TASK SET —
(A) Please decide whether each statement agrees with the Dragonfly thread below, answering yes or no and quoting the words that settle it: (i) the existing application reloads about 25GB of data into memory when redis-server restarts; (ii) changing --df_snapshot_format=False got the dump.rdb loaded; (iii) the maintainer calls the poster's example self-contained.
(B) Repeat word for word the stretch of the Dragonfly thread below starting at "buffer. Seek(0) #" and ending at "the problem is.".

QUOTED PASSAGE —

Key size limit and dump.rdb question #1389

jaesonrosenfeld1 · 2023-06-11T10:43:04Z

jaesonrosenfeld1
Jun 11, 2023

Trying to tryout dragonflydb as a drop-in replacement for redis and excited to see what it can do.

I have an existing application that writes to a dump.rdb file for persistence and reloads about 25GB of data into memory when redis-server is restarted.

I'm noticing that when I try to load dragonfly while pointed to the dump.rdb file written by redis to the host, it doesn't load these keys into the db (dbsize remains 0). Is this because I need to change the default format for the dump.rdb to redis by changing --df_snapshot_format=False and then it can also read the existing dump.rdb from redis format? I tried this and still was unable to get the dump.rdb to be loaded into memory when launching dragonfly.

Secondly, when I then try to write new python files using the redis python package, a few keys write fine but it gets to a slightly larger key to write (350 MB in pandas) and I get the message "Error 32 writing to socket. Broken Pipe". Is there a keysize limitation I should know about that could be modified? I know the limit in Redis is 512MB. Here is the code for launching the dragonflydb container as well as the code for writing the files from python:

docker run --log-driver awslogs --log-opt awslogs-region=us-east-2 --log-opt awslogs-group=WebServerLogsRFG --log-opt awslogs-stream=DockerLogsRedis --name myredis -p 6380:6380 --network my-network -v /home/ubuntu/redis/data:/data --ulimit memlock=-1 docker.dragonflydb.io/dragonflydb/dragonfly dragonfly --port 6380

def openRedisCon():
pool = redis.ConnectionPool(
host=REDIS_HOST,
port=REDIS_PORT,
db=0,
)
r = redis.Redis(connection_pool=pool)
return r

r = openRedisCon()

def storeDFInRedis(alias, r, df):
buffer = io.BytesIO()
df.reset_index(drop=True).to_feather(buffer, compression="zstd")
buffer. Seek(0) # re-set the pointer to the beginning after reading
res = r.set(alias, buffer. Read())

Thanks!

romange · 2023-06-12T03:34:59Z

romange
Jun 12, 2023
Maintainer

@jaesonrosenfeld1 this is not a self-contained example, so hard to understand what the problem is.
Are you saying you are writing a single entry with a key that is 350 million characters long? or the value is 350MB?
Can you provide a self contained python code that I can run on DF to see what the problem is?

(Entries from a point annotation set)
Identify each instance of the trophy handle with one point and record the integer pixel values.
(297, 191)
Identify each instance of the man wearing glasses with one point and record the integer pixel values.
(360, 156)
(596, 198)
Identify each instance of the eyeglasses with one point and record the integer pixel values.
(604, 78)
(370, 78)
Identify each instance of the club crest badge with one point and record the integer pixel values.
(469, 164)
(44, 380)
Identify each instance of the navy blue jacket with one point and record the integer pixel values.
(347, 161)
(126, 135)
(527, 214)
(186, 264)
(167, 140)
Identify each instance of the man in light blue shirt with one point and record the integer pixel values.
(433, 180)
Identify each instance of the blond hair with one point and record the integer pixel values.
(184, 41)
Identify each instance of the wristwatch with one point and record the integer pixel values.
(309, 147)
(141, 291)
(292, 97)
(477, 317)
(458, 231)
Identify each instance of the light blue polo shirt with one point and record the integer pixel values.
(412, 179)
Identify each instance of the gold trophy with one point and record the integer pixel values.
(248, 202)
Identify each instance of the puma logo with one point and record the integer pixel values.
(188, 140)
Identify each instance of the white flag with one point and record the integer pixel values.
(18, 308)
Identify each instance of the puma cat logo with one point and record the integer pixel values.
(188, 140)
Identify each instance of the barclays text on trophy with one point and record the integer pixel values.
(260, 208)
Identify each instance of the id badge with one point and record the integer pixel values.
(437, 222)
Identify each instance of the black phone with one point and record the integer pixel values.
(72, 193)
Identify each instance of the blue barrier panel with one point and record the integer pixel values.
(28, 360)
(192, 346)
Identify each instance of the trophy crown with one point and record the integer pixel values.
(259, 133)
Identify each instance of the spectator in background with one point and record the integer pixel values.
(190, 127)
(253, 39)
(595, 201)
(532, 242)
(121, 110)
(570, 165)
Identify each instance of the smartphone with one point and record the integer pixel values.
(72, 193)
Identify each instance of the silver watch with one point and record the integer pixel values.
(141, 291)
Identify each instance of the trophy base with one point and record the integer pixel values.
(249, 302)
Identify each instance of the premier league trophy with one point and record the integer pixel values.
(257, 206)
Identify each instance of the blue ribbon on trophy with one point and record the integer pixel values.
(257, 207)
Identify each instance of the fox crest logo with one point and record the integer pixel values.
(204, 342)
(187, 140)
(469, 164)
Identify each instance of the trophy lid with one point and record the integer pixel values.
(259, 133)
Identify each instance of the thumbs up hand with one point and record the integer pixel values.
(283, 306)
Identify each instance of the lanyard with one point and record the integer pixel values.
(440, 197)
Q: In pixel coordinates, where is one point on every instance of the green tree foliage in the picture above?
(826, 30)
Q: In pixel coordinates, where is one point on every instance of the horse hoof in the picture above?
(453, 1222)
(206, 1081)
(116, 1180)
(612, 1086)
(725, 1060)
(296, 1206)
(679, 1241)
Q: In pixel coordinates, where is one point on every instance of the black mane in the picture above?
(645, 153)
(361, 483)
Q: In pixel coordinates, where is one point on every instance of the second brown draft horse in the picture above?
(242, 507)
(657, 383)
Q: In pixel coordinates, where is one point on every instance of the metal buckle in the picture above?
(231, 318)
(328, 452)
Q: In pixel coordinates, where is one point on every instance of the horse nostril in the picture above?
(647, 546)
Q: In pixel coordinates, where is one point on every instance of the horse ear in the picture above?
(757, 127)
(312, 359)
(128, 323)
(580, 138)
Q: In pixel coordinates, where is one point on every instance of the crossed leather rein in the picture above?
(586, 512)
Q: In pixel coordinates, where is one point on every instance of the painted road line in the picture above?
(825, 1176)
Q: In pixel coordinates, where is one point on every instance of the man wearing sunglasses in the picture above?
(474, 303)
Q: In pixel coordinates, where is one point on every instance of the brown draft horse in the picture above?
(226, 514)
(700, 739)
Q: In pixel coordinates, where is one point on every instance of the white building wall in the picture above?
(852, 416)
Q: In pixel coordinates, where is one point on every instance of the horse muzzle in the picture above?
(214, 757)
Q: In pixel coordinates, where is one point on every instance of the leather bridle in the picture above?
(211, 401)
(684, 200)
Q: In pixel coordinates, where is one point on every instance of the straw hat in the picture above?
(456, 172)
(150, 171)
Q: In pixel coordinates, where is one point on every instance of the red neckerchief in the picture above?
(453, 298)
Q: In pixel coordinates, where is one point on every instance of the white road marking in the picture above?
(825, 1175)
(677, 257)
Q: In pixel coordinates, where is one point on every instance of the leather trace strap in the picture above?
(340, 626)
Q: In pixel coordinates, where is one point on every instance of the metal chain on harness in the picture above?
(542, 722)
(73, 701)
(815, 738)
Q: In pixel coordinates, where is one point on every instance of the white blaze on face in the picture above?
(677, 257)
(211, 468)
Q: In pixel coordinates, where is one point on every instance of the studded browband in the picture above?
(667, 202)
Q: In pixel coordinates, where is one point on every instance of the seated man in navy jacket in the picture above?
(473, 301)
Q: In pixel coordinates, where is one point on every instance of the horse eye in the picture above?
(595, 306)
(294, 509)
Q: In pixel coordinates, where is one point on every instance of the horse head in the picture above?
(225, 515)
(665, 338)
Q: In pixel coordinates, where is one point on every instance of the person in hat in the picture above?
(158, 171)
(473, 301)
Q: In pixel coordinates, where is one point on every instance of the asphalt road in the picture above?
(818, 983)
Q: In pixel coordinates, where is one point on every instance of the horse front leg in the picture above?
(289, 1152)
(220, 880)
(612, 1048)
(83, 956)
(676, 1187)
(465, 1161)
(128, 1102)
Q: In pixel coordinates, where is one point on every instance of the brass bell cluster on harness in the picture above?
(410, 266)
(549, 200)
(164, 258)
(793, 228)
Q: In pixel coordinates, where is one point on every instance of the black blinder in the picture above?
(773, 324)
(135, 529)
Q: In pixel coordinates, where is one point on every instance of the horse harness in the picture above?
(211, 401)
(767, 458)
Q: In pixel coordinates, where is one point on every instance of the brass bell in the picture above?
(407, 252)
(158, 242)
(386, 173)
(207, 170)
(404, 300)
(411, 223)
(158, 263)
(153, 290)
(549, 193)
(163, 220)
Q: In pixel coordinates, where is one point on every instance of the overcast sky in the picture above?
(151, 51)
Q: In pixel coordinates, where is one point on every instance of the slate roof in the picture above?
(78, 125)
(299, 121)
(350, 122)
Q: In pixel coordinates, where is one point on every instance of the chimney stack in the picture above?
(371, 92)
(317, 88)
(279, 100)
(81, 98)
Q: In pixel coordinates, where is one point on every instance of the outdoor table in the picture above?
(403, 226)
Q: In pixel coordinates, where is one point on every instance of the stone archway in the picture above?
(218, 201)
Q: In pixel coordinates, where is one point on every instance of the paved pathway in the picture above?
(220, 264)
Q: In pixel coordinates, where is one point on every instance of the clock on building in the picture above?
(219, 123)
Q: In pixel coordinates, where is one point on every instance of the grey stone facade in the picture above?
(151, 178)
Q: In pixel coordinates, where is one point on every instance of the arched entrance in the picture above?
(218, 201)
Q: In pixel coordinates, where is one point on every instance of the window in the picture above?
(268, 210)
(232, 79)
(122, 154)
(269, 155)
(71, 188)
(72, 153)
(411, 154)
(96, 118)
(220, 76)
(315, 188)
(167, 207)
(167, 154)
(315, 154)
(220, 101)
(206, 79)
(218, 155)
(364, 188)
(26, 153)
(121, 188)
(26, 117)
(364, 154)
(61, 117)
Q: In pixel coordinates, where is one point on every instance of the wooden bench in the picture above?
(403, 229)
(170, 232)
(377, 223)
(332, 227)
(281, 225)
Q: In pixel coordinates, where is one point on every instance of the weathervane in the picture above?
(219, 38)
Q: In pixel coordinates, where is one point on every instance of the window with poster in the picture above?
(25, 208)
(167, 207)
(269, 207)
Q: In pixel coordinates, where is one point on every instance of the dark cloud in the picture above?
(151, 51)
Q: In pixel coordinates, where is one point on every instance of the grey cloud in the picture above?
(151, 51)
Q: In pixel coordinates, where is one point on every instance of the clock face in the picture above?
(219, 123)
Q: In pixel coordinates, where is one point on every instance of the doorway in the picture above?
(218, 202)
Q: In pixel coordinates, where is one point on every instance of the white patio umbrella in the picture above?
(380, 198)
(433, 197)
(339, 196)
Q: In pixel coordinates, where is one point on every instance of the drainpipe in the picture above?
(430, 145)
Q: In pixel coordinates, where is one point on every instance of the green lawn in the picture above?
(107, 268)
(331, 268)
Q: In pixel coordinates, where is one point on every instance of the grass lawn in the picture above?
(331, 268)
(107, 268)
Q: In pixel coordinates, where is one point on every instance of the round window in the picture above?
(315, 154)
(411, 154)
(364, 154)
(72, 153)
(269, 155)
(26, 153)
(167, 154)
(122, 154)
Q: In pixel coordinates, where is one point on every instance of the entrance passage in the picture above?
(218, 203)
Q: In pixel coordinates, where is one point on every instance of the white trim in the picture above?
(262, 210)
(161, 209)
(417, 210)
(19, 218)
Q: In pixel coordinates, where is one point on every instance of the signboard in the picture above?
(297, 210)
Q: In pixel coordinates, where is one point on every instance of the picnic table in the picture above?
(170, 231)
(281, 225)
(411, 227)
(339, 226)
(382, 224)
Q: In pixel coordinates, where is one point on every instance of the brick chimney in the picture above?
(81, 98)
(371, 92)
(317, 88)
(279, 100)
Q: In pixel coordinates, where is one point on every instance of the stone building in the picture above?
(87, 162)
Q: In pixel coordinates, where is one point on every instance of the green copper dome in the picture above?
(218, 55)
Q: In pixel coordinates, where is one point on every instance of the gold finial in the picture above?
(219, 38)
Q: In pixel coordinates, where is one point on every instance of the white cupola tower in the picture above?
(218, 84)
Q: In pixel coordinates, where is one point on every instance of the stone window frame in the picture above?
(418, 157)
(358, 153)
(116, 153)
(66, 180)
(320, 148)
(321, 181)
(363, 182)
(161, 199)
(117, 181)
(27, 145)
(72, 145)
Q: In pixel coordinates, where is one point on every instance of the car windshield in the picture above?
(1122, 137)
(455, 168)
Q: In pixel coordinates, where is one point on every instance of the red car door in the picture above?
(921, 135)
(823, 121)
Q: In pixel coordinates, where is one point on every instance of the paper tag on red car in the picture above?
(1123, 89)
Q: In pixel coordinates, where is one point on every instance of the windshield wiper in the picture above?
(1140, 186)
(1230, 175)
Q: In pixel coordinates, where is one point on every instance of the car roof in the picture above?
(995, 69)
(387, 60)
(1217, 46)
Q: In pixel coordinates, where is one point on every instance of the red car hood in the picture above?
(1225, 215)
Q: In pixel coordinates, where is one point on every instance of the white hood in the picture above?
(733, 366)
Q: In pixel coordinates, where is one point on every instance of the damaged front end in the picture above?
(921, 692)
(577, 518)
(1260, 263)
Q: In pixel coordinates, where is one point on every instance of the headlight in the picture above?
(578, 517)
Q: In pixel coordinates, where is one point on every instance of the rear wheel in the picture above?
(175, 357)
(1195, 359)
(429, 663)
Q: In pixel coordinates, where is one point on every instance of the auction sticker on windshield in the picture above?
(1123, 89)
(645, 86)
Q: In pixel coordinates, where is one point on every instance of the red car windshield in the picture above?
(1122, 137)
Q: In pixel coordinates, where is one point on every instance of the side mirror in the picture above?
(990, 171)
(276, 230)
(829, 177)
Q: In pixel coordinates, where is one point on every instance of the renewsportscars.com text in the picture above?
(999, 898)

FINAL ANSWERS —
(A)
(i) Yes: "reloads about 25GB of data into memory when redis-server is restarted"
(ii) No: "I tried this and still was unable to get the dump.rdb to be loaded into memory when launching dragonfly."
(iii) No: "this is not a self-contained example"

(B)
buffer. Seek(0) # re-set the pointer to the beginning after reading
res = r.set(alias, buffer. Read())

Thanks!

romange · 2023-06-12T03:34:59Z

romange
Jun 12, 2023
Maintainer

@jaesonrosenfeld1 this is not a self-contained example, so hard to understand what the problem is.